Given passage:
________________________
From these various complications, Lincoln's embarrassment and
perplexity as the time for holding the Republican Convention drew near
were extreme. A journalistic friend (Mr. J.M. Winchell), who had a
lengthy conversation with him on the subject, gives what is no doubt a
correct idea of his state of mind at that period. "Mr. Lincoln received
me," says Mr. Winchell, "kindly and courteously; but his manner was
quite changed. It was not now the country about which his anxiety
prevailed, but himself. There was an embarrassment about him which he
could not quite conceal. I thought it proper to state in the outset that
I wished simply to know whatever he was free to tell me in regard to his
own willingness or unwillingness to accept a renomination. The reply was
a monologue of an hour's duration, and one that wholly absorbed me, as
it seemed to absorb himself. He remained seated nearly all the time. He
was restless, often changing position, and occasionally, in some intense
moment, wheeling his body around in his chair and throwing a leg over
the arm. This was the only grotesque thing I recollect about him; his
voice and manner were very earnest, and he uttered no jokes and told no
anecdotes. He began by saying that as yet he was not a candidate for
renomination. He distinctly denied that he was a party to any effort to
that end, notwithstanding I knew that there were movements in his favor
in all parts of the Northern States. These movements were, of course,
without his prompting, as he positively assured me that with one or two
exceptions he had scarcely conversed on the subject with his most
intimate friends. He was not quite sure whether he desired a
renomination. Such had been the responsibility of the office--so
oppressive had he found its cares, so terrible its perplexities--that he
felt as though the moment when he could relinquish the burden and
retire to private life would be the sweetest he could possibly
experience. But, he said, he would not deny that a re-election would
also have its gratification to his feelings. He did not seek it, nor
would he do so; he did not desire it for any ambitious or selfish
purpose; but after the crisis the country was passing through under his
Presidency, and the efforts he had made conscientiously to discharge the
duties imposed upon him, it would be a very sweet satisfaction to him to
know that he had secured the approval of his fellow citizens and earned
the highest testimonial of confidence they could bestow. This was the
gist of the hour's monologue; and I believe he spoke sincerely. His
voice, his manner, gave his modest and sensible words a power of
conviction. He seldom looked me in the face while he was talking; he
seemed almost to be gazing into the future. I am sure it was not a
pleasant thing for him to seem to be speaking in his own behalf. For
himself, he affirmed that he should make no promises of office to anyone
as an inducement for support. If nominated and elected, he should be
grateful to his friends; but the interests of the country must always be
first considered."

The principal candidates talked of as successors to Lincoln were
Secretary Chase, General Fremont, and General Grant. Of the latter,
Lincoln said, with characteristic frankness and generosity: "If he could
be more useful as President in putting down the rebellion, I would be
content. He is pledged to our policy of emancipation and the employment
of negro soldiers; and if this policy is carried out, it will not make
much difference who is President." But General Grant's good sense
prevailed over his injudicious advisers, and he promptly refused to
allow his name to be presented to the convention.
________________________
Information provided:

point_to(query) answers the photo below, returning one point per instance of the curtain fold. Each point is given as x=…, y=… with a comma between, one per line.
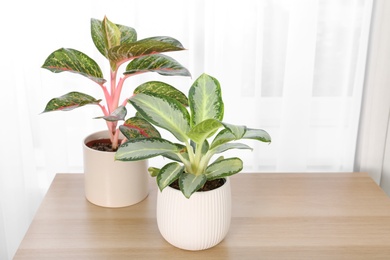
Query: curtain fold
x=293, y=68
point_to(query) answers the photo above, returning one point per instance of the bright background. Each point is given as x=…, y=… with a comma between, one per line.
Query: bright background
x=293, y=68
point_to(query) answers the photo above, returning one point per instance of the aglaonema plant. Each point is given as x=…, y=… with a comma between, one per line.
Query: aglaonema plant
x=119, y=45
x=200, y=131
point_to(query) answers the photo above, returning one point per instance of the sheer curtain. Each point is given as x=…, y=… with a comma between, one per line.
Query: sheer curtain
x=294, y=68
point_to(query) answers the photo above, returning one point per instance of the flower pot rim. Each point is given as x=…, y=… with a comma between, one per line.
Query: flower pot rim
x=199, y=192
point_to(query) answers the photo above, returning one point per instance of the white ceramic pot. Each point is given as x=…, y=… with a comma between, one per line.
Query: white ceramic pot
x=110, y=183
x=197, y=223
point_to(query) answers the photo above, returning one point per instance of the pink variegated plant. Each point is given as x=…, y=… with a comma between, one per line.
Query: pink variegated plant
x=119, y=45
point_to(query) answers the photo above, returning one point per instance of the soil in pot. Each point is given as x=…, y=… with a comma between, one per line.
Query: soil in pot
x=101, y=145
x=209, y=185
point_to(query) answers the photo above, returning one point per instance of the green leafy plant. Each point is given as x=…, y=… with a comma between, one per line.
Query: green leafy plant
x=201, y=134
x=119, y=45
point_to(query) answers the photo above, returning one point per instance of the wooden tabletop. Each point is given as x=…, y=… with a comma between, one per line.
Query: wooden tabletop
x=275, y=216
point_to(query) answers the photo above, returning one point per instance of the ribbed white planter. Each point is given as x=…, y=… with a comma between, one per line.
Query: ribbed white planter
x=197, y=223
x=110, y=183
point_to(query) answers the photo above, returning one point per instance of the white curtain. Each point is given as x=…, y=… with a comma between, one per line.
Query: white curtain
x=293, y=68
x=373, y=150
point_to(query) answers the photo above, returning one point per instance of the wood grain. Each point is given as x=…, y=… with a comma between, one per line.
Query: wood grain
x=275, y=216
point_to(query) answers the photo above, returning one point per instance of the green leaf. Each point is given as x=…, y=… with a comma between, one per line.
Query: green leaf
x=168, y=174
x=203, y=130
x=183, y=152
x=164, y=112
x=116, y=115
x=257, y=134
x=98, y=36
x=74, y=61
x=237, y=130
x=136, y=127
x=70, y=101
x=144, y=148
x=226, y=136
x=160, y=88
x=153, y=171
x=227, y=146
x=127, y=35
x=190, y=183
x=159, y=63
x=205, y=100
x=223, y=168
x=112, y=35
x=153, y=45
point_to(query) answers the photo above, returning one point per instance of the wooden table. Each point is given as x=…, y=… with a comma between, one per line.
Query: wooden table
x=275, y=216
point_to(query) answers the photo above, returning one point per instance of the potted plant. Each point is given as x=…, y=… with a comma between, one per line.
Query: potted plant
x=201, y=218
x=109, y=183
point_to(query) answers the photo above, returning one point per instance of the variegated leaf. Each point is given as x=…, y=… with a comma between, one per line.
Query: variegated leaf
x=223, y=168
x=144, y=148
x=164, y=112
x=237, y=130
x=183, y=153
x=227, y=146
x=153, y=171
x=136, y=127
x=153, y=45
x=226, y=136
x=70, y=101
x=74, y=61
x=205, y=100
x=162, y=64
x=168, y=174
x=112, y=34
x=257, y=134
x=128, y=35
x=116, y=115
x=203, y=130
x=190, y=183
x=161, y=88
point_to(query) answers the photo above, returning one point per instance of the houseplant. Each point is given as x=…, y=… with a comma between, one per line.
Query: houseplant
x=201, y=134
x=105, y=185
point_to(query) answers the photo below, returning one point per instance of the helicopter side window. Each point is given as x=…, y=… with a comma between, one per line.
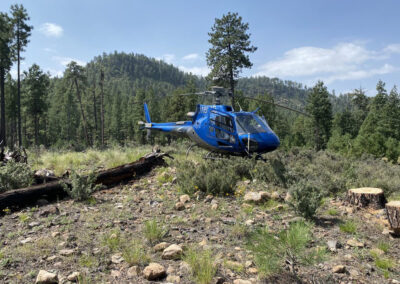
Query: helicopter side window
x=222, y=123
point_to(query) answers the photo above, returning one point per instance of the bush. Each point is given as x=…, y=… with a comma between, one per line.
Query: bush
x=289, y=246
x=15, y=175
x=306, y=199
x=81, y=187
x=212, y=177
x=201, y=264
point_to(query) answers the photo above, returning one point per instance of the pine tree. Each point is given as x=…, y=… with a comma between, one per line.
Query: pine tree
x=21, y=31
x=5, y=65
x=229, y=52
x=36, y=87
x=320, y=109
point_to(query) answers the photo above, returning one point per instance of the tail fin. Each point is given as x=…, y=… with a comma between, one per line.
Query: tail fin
x=146, y=113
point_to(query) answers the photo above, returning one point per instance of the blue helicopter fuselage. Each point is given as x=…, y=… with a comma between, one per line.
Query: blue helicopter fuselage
x=218, y=128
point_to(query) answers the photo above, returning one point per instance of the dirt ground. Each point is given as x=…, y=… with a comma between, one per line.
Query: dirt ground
x=68, y=236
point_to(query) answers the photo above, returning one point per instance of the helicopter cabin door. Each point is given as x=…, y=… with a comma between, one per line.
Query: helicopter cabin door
x=222, y=128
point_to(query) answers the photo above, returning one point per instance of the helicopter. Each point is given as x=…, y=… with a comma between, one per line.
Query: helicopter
x=221, y=130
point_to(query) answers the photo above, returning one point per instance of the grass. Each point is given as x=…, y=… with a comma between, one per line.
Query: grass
x=153, y=231
x=332, y=212
x=134, y=253
x=349, y=227
x=201, y=264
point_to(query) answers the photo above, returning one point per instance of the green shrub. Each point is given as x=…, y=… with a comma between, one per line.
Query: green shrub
x=81, y=187
x=349, y=227
x=289, y=246
x=15, y=175
x=201, y=265
x=306, y=199
x=153, y=231
x=216, y=177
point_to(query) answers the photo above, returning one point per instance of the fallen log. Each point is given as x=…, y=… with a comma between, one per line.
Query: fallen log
x=54, y=190
x=393, y=214
x=367, y=197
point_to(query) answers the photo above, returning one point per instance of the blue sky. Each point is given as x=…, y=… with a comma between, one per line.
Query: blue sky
x=346, y=43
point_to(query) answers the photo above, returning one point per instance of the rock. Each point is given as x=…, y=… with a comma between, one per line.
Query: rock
x=53, y=210
x=173, y=279
x=339, y=269
x=208, y=198
x=288, y=197
x=42, y=202
x=252, y=270
x=133, y=271
x=117, y=258
x=275, y=196
x=377, y=252
x=184, y=198
x=154, y=271
x=33, y=224
x=74, y=276
x=45, y=277
x=332, y=245
x=67, y=252
x=115, y=273
x=27, y=240
x=55, y=234
x=179, y=206
x=172, y=252
x=241, y=281
x=161, y=246
x=355, y=243
x=248, y=264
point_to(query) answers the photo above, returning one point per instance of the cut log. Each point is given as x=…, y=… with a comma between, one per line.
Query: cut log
x=54, y=190
x=393, y=213
x=367, y=197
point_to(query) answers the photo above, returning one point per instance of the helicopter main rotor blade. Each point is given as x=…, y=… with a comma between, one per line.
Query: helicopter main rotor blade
x=278, y=105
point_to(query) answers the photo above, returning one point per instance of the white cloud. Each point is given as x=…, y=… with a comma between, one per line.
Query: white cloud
x=51, y=30
x=47, y=49
x=66, y=60
x=344, y=61
x=190, y=56
x=392, y=48
x=200, y=71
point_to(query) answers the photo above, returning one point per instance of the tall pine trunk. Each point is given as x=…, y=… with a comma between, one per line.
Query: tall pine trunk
x=19, y=92
x=3, y=141
x=78, y=94
x=102, y=107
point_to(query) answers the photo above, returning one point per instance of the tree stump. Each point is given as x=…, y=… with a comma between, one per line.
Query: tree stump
x=367, y=197
x=393, y=213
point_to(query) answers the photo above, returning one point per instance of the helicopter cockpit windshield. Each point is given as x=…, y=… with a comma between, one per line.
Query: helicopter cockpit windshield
x=250, y=123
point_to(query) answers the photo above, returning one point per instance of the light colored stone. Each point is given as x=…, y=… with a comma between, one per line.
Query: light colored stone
x=339, y=269
x=74, y=276
x=117, y=258
x=355, y=243
x=241, y=281
x=67, y=252
x=256, y=197
x=179, y=206
x=55, y=234
x=161, y=246
x=173, y=279
x=154, y=271
x=133, y=271
x=45, y=277
x=172, y=252
x=184, y=198
x=27, y=240
x=115, y=273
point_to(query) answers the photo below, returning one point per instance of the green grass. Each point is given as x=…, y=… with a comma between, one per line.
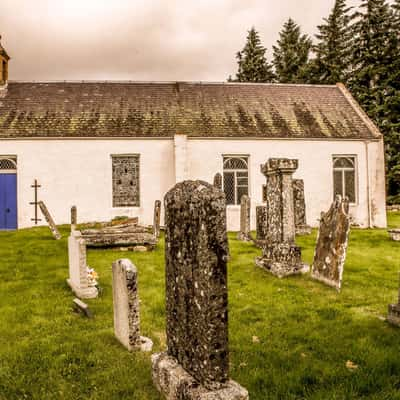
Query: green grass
x=306, y=331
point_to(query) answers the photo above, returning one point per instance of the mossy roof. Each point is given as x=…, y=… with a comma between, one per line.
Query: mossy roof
x=141, y=109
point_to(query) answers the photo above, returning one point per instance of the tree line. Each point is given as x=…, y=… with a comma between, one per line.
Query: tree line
x=359, y=47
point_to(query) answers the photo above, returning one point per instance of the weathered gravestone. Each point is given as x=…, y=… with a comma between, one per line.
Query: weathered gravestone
x=126, y=306
x=330, y=251
x=218, y=181
x=196, y=365
x=74, y=218
x=156, y=219
x=280, y=255
x=300, y=208
x=394, y=312
x=244, y=233
x=261, y=223
x=49, y=220
x=78, y=270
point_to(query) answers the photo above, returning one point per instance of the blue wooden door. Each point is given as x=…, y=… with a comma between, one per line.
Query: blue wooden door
x=8, y=201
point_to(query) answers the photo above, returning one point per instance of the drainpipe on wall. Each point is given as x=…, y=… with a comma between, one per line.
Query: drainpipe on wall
x=368, y=185
x=180, y=153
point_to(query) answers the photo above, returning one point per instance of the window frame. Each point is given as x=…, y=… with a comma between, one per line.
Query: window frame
x=354, y=160
x=246, y=159
x=133, y=155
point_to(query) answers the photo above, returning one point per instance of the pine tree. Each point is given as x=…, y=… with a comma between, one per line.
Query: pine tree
x=291, y=54
x=252, y=62
x=333, y=52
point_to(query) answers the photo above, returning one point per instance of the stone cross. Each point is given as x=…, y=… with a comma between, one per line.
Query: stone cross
x=244, y=234
x=78, y=271
x=330, y=251
x=300, y=208
x=74, y=218
x=126, y=306
x=394, y=312
x=156, y=219
x=196, y=365
x=50, y=221
x=218, y=180
x=280, y=256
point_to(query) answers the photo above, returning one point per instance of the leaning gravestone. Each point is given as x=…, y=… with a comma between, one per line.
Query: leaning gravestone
x=244, y=233
x=300, y=208
x=196, y=364
x=330, y=251
x=156, y=219
x=280, y=255
x=218, y=181
x=73, y=218
x=394, y=312
x=78, y=270
x=126, y=306
x=49, y=220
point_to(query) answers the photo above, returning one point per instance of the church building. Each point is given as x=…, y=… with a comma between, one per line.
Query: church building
x=113, y=148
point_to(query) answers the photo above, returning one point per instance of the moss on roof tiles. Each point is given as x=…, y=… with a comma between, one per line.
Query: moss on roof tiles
x=128, y=109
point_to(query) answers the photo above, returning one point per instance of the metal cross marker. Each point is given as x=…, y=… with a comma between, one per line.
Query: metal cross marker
x=35, y=203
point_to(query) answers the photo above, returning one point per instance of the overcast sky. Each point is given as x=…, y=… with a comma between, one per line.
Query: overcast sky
x=142, y=40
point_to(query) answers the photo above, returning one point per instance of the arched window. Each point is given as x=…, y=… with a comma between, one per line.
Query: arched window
x=344, y=177
x=8, y=164
x=236, y=178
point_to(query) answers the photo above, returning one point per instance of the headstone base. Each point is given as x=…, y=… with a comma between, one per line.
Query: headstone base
x=303, y=230
x=243, y=237
x=330, y=282
x=394, y=314
x=90, y=292
x=176, y=384
x=394, y=234
x=282, y=259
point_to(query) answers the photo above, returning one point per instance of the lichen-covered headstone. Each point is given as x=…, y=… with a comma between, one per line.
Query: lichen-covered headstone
x=394, y=312
x=126, y=306
x=196, y=364
x=300, y=208
x=280, y=255
x=49, y=220
x=244, y=233
x=78, y=270
x=218, y=181
x=330, y=251
x=156, y=219
x=261, y=223
x=74, y=218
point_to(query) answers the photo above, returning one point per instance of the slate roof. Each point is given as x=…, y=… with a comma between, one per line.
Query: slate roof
x=140, y=109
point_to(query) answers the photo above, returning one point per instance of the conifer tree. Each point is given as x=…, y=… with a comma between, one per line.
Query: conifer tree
x=252, y=62
x=291, y=54
x=333, y=51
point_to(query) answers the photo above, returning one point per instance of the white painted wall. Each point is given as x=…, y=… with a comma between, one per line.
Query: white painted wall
x=79, y=172
x=315, y=167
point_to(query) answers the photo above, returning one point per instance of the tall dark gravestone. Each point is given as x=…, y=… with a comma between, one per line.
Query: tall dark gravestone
x=196, y=365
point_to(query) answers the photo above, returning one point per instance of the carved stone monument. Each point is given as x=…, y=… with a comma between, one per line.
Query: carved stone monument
x=218, y=181
x=244, y=234
x=49, y=220
x=74, y=218
x=78, y=270
x=330, y=251
x=156, y=219
x=261, y=223
x=300, y=208
x=196, y=364
x=280, y=255
x=126, y=306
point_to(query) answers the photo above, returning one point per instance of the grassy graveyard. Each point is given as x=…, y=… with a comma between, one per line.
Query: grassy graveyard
x=289, y=339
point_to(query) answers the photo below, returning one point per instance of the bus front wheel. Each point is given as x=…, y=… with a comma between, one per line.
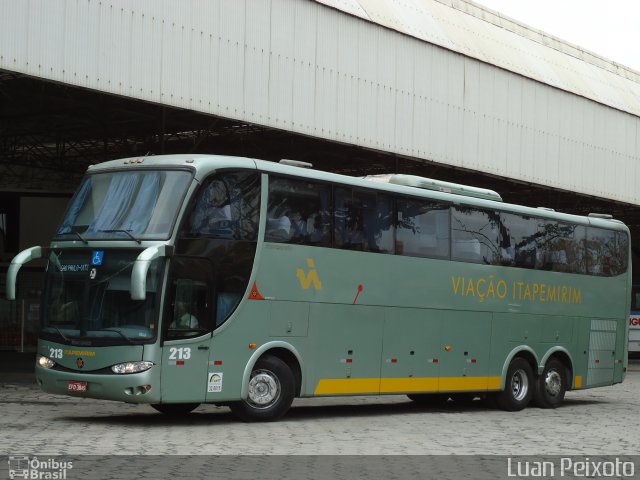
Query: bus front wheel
x=518, y=388
x=271, y=391
x=551, y=385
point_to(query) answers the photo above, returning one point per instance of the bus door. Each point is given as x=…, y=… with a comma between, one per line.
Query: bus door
x=187, y=328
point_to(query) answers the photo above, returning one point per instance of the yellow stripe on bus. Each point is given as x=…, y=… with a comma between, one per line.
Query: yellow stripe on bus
x=349, y=386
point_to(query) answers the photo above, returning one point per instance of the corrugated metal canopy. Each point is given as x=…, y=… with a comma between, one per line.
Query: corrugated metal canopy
x=478, y=32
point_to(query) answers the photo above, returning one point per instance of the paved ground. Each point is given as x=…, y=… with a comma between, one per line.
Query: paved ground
x=603, y=421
________________________
To be done:
• 1. From the passage on Lincoln's renomination, list each person named as a principal candidate talked of to succeed Lincoln.
• 2. Repeat the stretch of the passage on Lincoln's renomination from "The principal candidates" through "to the convention.".

Expected responses:
• 1.
Secretary Chase
General Fremont
General Grant

• 2.
The principal candidates talked of as successors to Lincoln were
Secretary Chase, General Fremont, and General Grant. Of the latter,
Lincoln said, with characteristic frankness and generosity: "If he could
be more useful as President in putting down the rebellion, I would be
content. He is pledged to our policy of emancipation and the employment
of negro soldiers; and if this policy is carried out, it will not make
much difference who is President." But General Grant's good sense
prevailed over his injudicious advisers, and he promptly refused to
allow his name to be presented to the convention.